(Data for processing begins)

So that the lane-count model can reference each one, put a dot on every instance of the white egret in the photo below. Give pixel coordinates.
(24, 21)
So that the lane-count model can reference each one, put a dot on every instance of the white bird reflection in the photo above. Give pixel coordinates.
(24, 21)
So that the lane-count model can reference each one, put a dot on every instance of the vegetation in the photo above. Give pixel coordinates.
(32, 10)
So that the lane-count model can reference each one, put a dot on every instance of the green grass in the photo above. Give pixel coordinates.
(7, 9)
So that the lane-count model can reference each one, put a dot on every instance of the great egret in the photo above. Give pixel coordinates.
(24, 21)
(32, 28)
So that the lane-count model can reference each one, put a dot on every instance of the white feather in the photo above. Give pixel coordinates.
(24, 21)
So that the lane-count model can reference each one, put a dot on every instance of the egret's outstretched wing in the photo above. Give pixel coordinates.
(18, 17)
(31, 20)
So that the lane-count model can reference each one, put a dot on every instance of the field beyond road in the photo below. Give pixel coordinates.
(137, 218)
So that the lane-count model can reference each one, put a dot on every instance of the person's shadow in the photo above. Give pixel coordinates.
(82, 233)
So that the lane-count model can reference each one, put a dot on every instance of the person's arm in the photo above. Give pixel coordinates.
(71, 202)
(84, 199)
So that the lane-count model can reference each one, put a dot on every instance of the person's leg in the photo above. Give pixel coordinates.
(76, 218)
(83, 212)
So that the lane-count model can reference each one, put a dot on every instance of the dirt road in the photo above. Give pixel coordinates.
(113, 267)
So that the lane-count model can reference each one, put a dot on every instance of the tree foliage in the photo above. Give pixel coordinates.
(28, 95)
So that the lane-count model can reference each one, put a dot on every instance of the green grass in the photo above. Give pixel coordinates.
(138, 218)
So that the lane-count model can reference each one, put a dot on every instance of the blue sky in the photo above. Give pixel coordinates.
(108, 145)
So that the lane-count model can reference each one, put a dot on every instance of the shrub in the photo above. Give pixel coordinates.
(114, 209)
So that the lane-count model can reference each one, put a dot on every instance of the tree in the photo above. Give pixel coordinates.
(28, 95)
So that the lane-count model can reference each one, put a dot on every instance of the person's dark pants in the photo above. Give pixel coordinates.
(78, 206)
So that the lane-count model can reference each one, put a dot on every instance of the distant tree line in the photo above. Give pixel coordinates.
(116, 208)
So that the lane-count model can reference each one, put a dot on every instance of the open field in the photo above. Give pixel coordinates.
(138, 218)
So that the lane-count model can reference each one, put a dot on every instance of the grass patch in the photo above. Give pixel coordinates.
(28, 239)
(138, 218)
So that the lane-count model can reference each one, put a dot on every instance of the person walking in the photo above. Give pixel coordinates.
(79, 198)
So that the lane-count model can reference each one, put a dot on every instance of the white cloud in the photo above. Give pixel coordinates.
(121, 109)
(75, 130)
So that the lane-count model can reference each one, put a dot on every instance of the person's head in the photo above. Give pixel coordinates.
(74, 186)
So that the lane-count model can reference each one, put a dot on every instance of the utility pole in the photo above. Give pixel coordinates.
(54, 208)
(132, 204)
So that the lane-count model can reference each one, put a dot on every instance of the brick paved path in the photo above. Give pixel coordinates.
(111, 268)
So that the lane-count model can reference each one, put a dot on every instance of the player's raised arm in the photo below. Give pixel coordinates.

(Data for processing ends)

What you need to do →
Repeat all of the records above exactly as written.

Task response →
So that the lane-count model can reference each one, put a dot on every instance of the white egret in the photo below. Give pixel coordinates.
(24, 21)
So that the lane-count model can reference each one, put a dot on every instance of the white bird reflection in the photo above. Give pixel coordinates.
(24, 21)
So that the lane-count model can reference each one, put a dot on every instance of the vegetation in the photo above. Give pixel coordinates.
(32, 10)
So that the lane-count model can reference each one, put a dot on every instance of the green grass in the photo above. Give pixel coordinates.
(7, 9)
So that the lane-count model can reference each one, put a dot on every instance of the great egret in the photo above. Give pixel coordinates.
(24, 21)
(32, 28)
So that the lane-count model can reference each one, put a dot on every instance of the white feather in the photo above. Give pixel coordinates.
(24, 21)
So that the lane-count model can reference each one, put a dot on every instance of the egret's outstretched wing in the photo above. Give pixel coordinates.
(18, 17)
(31, 20)
So that the lane-count model can reference each one, put a dot on every instance of the field beyond road in the photo below. Give pixel coordinates.
(137, 218)
So that the lane-count model can reference each one, put a dot on every instance of the person's shadow in the photo above. Give pixel coordinates.
(82, 233)
So that the lane-count model can reference each one, put a dot on every instance of the person's arm in the photo above. Give pixel coordinates.
(71, 202)
(84, 199)
So that the lane-count model can reference each one, put a dot on every instance of the person's leg in the photo above. Give pixel coordinates.
(76, 218)
(83, 212)
So that the lane-count model can reference each one, put a dot on every instance of the dirt road in the photo above. Give pixel coordinates.
(113, 267)
So that the lane-count model can reference each one, put a dot on every instance of the tree foliage in the photo above. Give pixel coordinates.
(28, 95)
So that the lane-count model can reference each one, put a dot on every instance of the green grass in the photo above. Give pixel coordinates.
(138, 218)
So that the lane-count model can reference each one, put a dot on every instance of the blue sky in the photo above. Give pixel coordinates.
(108, 145)
So that the lane-count model can reference each one, put a dot on every instance of the shrub in the photo above. Give pixel coordinates.
(114, 209)
So that the lane-count model can reference each one, put a dot on every instance of the tree in the photo above. Give pixel coordinates.
(28, 95)
So that the lane-count model can reference each one, put a dot on every instance of the person's dark pants in the photo above. Give pixel coordinates.
(78, 206)
So that the lane-count model can reference each one, put a dot on every instance of the distant tree line in the photo above. Give pixel coordinates.
(116, 208)
So that the lane-count model can reference each one, put a dot on every instance of the open field in the photo above. Give pixel coordinates.
(138, 218)
So that the lane-count model can reference each one, put a dot on every instance of the grass patch in the photo above. Give pixel coordinates.
(28, 239)
(138, 218)
So that the lane-count model can reference each one, put a dot on every instance of the person walking in the photo above. Give pixel coordinates.
(79, 198)
So that the lane-count model can reference each one, put a dot on every instance of the white cloud in the photo above. Give pixel coordinates.
(121, 109)
(75, 130)
So that the lane-count model can reference each one, put a dot on every instance of the person's head in the photo above. Give pixel coordinates.
(74, 186)
So that the lane-count model can reference each one, put a dot on every instance of the utility pole in the photo above. Give pixel coordinates.
(54, 208)
(132, 204)
So that the lane-count model can reference each one, put a dot on every instance of the brick paved path in the photo above. Give pixel coordinates.
(111, 268)
So that the lane-count model can reference each one, put a dot on every instance of the player's raised arm in the photo below. Give pixel coordinates.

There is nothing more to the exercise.